## Data for this task
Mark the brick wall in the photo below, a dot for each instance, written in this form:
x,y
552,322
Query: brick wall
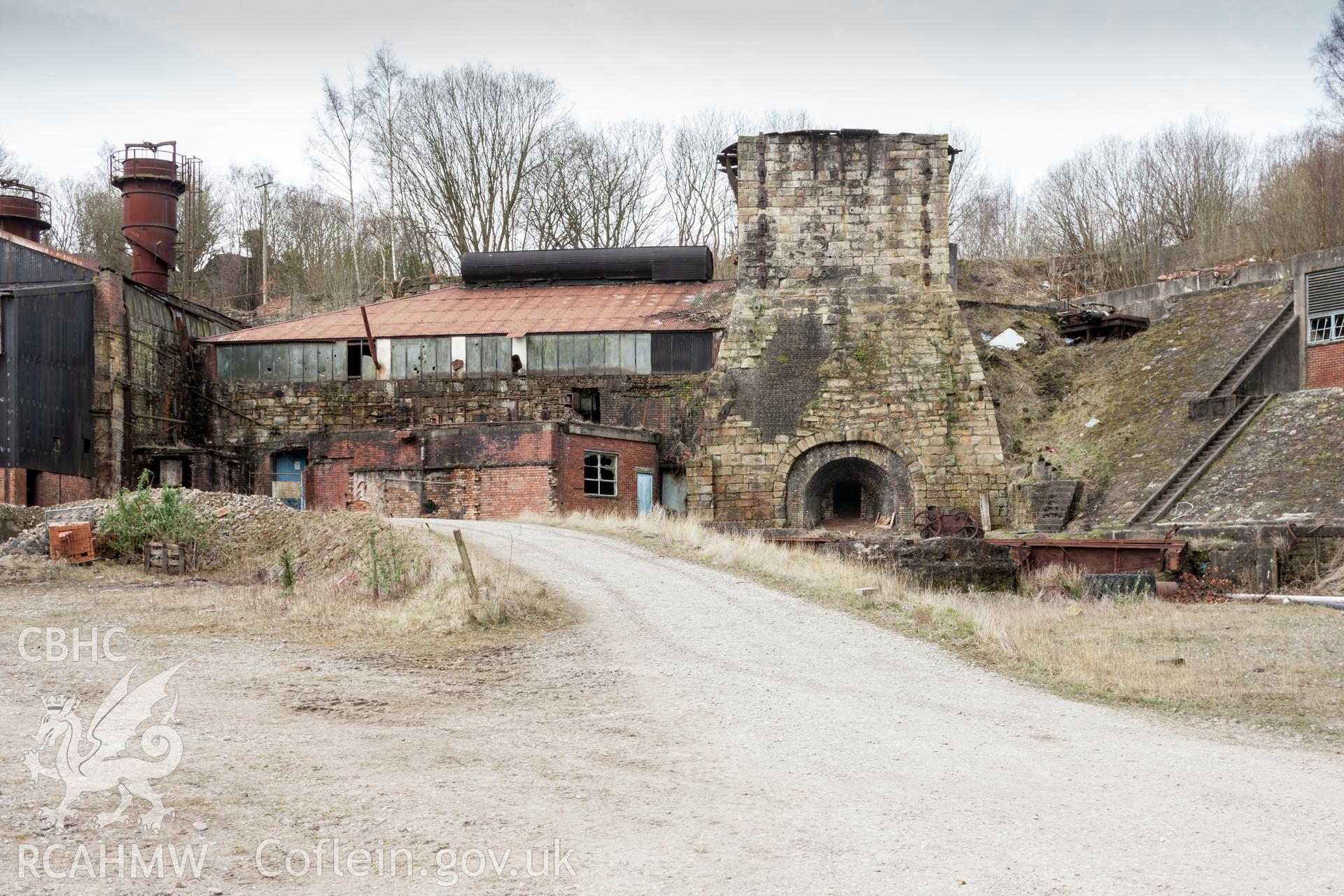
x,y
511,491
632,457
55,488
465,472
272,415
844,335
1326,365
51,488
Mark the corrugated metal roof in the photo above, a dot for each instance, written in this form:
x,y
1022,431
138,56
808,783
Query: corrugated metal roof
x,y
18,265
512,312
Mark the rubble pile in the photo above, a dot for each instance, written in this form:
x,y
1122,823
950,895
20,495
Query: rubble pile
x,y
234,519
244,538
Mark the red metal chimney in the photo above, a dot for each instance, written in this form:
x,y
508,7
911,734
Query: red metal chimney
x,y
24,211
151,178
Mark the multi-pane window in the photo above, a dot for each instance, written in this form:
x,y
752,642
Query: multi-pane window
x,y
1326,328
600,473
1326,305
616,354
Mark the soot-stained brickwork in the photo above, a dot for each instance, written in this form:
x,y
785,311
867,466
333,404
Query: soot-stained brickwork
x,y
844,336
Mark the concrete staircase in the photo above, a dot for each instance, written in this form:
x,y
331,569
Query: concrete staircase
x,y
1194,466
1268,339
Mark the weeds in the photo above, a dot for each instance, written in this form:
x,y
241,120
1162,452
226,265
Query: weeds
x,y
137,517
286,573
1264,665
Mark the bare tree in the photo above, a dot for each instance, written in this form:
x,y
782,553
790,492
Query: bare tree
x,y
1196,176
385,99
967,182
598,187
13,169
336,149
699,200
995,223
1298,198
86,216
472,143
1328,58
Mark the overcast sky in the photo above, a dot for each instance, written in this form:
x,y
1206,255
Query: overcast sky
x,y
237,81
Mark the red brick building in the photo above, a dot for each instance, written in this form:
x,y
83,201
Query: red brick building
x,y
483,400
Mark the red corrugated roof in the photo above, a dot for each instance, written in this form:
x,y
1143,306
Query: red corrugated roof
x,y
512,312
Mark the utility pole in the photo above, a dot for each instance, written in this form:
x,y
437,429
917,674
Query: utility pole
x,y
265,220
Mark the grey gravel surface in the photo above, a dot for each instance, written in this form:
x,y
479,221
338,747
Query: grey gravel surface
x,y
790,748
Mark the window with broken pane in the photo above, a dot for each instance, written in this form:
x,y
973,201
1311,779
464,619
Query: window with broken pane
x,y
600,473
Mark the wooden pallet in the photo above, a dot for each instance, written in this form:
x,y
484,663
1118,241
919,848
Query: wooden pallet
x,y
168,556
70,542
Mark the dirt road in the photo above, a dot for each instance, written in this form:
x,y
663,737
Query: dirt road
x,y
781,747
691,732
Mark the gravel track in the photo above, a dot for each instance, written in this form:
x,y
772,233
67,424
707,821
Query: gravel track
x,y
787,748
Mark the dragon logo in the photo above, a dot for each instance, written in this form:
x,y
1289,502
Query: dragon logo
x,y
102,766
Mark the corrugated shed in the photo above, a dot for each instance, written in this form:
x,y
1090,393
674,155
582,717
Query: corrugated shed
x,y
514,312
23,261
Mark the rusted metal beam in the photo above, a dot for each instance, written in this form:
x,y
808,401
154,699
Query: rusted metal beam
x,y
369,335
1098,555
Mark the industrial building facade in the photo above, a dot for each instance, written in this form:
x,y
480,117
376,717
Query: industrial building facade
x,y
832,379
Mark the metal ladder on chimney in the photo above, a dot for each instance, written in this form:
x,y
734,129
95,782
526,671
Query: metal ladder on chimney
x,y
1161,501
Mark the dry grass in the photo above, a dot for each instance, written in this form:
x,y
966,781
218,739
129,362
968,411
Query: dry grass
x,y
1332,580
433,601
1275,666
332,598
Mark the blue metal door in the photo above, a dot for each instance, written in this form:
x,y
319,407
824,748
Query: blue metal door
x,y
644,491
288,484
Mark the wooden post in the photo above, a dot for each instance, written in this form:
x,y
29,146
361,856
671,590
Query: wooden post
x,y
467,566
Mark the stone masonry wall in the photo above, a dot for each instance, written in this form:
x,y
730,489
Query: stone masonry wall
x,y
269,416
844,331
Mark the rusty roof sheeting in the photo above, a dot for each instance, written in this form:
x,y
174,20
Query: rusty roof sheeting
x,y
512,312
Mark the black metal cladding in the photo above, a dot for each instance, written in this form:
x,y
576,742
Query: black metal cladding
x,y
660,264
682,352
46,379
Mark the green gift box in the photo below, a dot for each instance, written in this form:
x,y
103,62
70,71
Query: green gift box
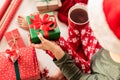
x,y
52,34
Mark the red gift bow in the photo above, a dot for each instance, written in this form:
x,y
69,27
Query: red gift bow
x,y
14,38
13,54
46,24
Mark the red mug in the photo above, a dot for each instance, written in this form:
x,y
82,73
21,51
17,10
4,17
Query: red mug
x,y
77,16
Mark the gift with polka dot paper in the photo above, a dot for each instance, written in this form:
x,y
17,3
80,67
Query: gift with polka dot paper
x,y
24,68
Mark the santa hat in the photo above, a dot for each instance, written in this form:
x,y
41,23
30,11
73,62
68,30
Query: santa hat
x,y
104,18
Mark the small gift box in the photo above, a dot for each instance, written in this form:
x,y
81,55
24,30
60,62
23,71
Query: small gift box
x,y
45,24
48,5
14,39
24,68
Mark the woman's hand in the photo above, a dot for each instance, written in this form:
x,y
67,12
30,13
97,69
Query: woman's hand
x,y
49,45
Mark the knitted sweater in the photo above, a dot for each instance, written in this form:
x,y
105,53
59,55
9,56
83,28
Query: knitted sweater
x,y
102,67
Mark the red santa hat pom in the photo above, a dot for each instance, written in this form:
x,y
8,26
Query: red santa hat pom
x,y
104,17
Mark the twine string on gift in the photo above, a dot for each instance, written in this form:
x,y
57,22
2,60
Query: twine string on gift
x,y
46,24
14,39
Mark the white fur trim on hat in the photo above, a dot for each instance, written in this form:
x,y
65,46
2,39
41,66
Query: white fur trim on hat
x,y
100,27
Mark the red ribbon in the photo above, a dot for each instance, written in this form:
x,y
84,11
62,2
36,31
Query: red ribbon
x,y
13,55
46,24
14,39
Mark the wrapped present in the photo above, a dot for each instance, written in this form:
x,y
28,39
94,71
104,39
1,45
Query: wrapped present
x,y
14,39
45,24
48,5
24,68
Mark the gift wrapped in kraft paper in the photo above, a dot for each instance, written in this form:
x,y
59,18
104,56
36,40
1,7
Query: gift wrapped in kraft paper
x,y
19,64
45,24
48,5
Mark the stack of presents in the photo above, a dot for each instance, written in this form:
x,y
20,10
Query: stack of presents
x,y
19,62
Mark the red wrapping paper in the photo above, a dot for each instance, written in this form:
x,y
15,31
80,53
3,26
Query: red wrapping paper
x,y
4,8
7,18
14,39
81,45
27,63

## Task requirements
Write out everything in the data word for word. Omit each picture.

## Exercise response
Mark the brick wall in the photo below, a dot for each instance, written in this form:
x,y
552,322
Query: brick wall
x,y
511,491
632,457
55,488
465,472
272,415
844,335
1326,365
51,488
Mark the corrugated metal roof in the photo above, a dot for each instance, written in this form:
x,y
1022,431
138,56
808,783
Query: corrugated metal roof
x,y
18,265
512,312
Mark the rubble pile in the photo above, a dot for each instance, written in this form:
x,y
1122,823
950,895
20,495
Query: rubble pile
x,y
234,519
244,538
Mark the red metal chimney in the photo above, a dot for each instance, written in this form:
x,y
508,7
911,734
Query: red metal chimney
x,y
24,211
151,178
Mark the multi-pane window in the photo above, a dot for each instance, written in this form:
x,y
752,642
Query: multi-pane window
x,y
1326,328
600,473
1326,305
616,354
Mark the soot-stained brickwork in the photo above, a dot for each instance, written in this form:
x,y
785,311
867,466
333,404
Query: soot-stained brickwork
x,y
844,336
Mark the concrete staircase in the photo above, a dot for each instance, written in this form:
x,y
331,569
Query: concrete staircase
x,y
1194,466
1268,339
Mark the weeds in the photo above, a dot for each instance, written in this form:
x,y
241,120
1162,452
226,265
Query: weeds
x,y
137,517
286,573
1264,665
Mark the bare tree in the photo above, a dot for each instance, written in this form:
x,y
782,553
790,492
Query: bare tree
x,y
1196,176
385,99
967,182
598,187
13,169
336,149
699,200
995,223
1298,198
86,216
472,143
1328,58
Mark the overcast sky in the photo above, a dot for each instance, written in this form:
x,y
1206,255
Query: overcast sky
x,y
237,81
Mark the red brick building in the photo above, a dot for each instance, written in this form:
x,y
83,201
Query: red brick building
x,y
483,400
Mark the red corrugated roof in the photo above, a dot for each instance, written in this form:
x,y
1143,306
Query: red corrugated roof
x,y
512,312
Mark the utility pole in the photo above, a dot for each instance, written in this form:
x,y
437,429
917,674
Query: utility pole
x,y
265,220
Mark the grey gravel surface in the photo above, a dot for each instance, written in this form:
x,y
479,221
338,747
Query: grey gravel surface
x,y
790,748
Mark the window with broken pane in the photo above, a dot for each instance, written in this form:
x,y
973,201
1311,779
464,619
Query: window with broken pane
x,y
600,473
Mark the wooden pallet in the photo above, a dot for each instance, written in this form:
x,y
484,663
1118,241
919,848
Query: wooden pallet
x,y
168,556
70,542
Mark the dirt road in the photo above, a dot for each instance, written in this form:
x,y
663,737
Query: dirt road
x,y
781,747
691,732
Mark the gravel track in the photo above, a dot for each instance, written in this form:
x,y
772,233
67,424
707,821
Query: gravel track
x,y
787,748
Mark the dragon logo in the photo above, a dot for each instance, written in this form:
x,y
1289,502
Query: dragon logo
x,y
102,766
Mark the corrugated shed in the photo above, a dot for each instance, written in this form:
x,y
1090,393
674,155
582,717
Query: corrugated shed
x,y
514,312
23,261
Mark the rusted metal beam in the photo above, a dot for each instance, written in this form:
x,y
808,401
154,699
Query: rusted metal beam
x,y
369,335
1098,555
Mark the industrial building facade in the photo above, a dot for each instance, written in this form:
x,y
480,117
376,717
Query: industrial building facade
x,y
832,379
Mark the metal ladder on chimney in the photo above, a dot for each instance, written in this form:
x,y
734,129
95,782
526,671
Query: metal ladder on chimney
x,y
1161,501
Mark the dry grass in the photo above, a dot for each instance, written in this form:
x,y
966,781
218,739
129,362
968,411
Query: dry grass
x,y
1332,580
433,601
1275,666
332,598
Mark the blue metal door in the photo above, a dot for each instance, written in this form:
x,y
319,407
824,748
Query: blue metal door
x,y
644,491
288,484
Mark the wooden post in the photo above, a dot for each instance, written in this form:
x,y
29,146
361,856
671,590
Query: wooden post
x,y
467,566
Mark the stone masonry wall in the photo above, a dot for each instance, written in this form:
x,y
730,489
Query: stone masonry wall
x,y
269,416
844,331
Mark the rusty roof sheeting in the photo above, a dot for each instance, written in this form:
x,y
174,20
Query: rusty roof sheeting
x,y
512,312
Mark the black metal cladding in the photo above, a dot for each instance, written in this form:
x,y
576,742
Query: black metal cladding
x,y
660,264
682,352
46,379
Mark the green gift box in the photo below, a dot for each instance, written in this form:
x,y
103,62
70,71
Query: green gift box
x,y
52,34
Mark the red gift bow in the photo above, a dot for each instance, written in this form:
x,y
69,27
Query: red gift bow
x,y
14,38
13,54
46,24
Mark the red mug in the photo above, a dot for each instance, written in this form:
x,y
82,73
21,51
17,10
4,17
Query: red mug
x,y
77,16
Mark the gift with polka dot paper in the photo above, a dot for each instance, written in this form:
x,y
17,3
80,67
Query: gift with polka dot paper
x,y
24,68
Mark the santa hat in the photo above, a dot for each instance, written in this form:
x,y
41,23
30,11
73,62
68,30
Query: santa hat
x,y
104,18
Mark the small gift box in the photo above, a dot for each instance, written in this form:
x,y
81,55
24,30
60,62
23,71
Query: small gift box
x,y
45,24
48,5
14,39
24,68
Mark the woman's hand in the photo above, a dot for each instance, written in this form:
x,y
67,12
30,13
97,69
Query: woman's hand
x,y
49,45
Mark the knitted sweater in the photo above, a dot for each instance, written in this form:
x,y
105,53
59,55
9,56
83,28
Query: knitted sweater
x,y
102,67
Mark the red santa hat pom in the photo above, a dot for each instance, written in this form:
x,y
8,26
Query: red santa hat pom
x,y
104,17
Mark the twine string on gift in the photo above, a dot for each instance, written in this form:
x,y
57,22
2,60
Query: twine string on gift
x,y
46,24
14,39
Mark the white fur trim on hat in the photo above, a dot for each instance, written in this form:
x,y
65,46
2,39
41,66
Query: white fur trim on hat
x,y
100,27
Mark the red ribbon in the photo above, a dot for each instance, written in this form:
x,y
84,11
62,2
36,31
Query: red ribbon
x,y
13,55
46,24
14,39
Mark the wrapped present in the photo above, a dot for each instance, written in this form:
x,y
28,39
94,71
104,39
1,45
Query: wrapped present
x,y
14,39
45,24
48,5
24,68
Mark the gift wrapped in kraft paper in the photo above, a dot for each instance, written in this form:
x,y
59,18
104,56
36,40
1,7
Query: gift wrapped in kraft paper
x,y
19,64
45,24
48,5
Mark the stack of presents in the photo above, a dot for each instance, written in this form:
x,y
20,10
Query: stack of presents
x,y
19,62
Mark the red wrapping paper in the photo above, a dot for each instance, written in this form:
x,y
15,31
80,53
3,26
Query: red wrapping paper
x,y
4,8
7,18
14,39
81,45
27,63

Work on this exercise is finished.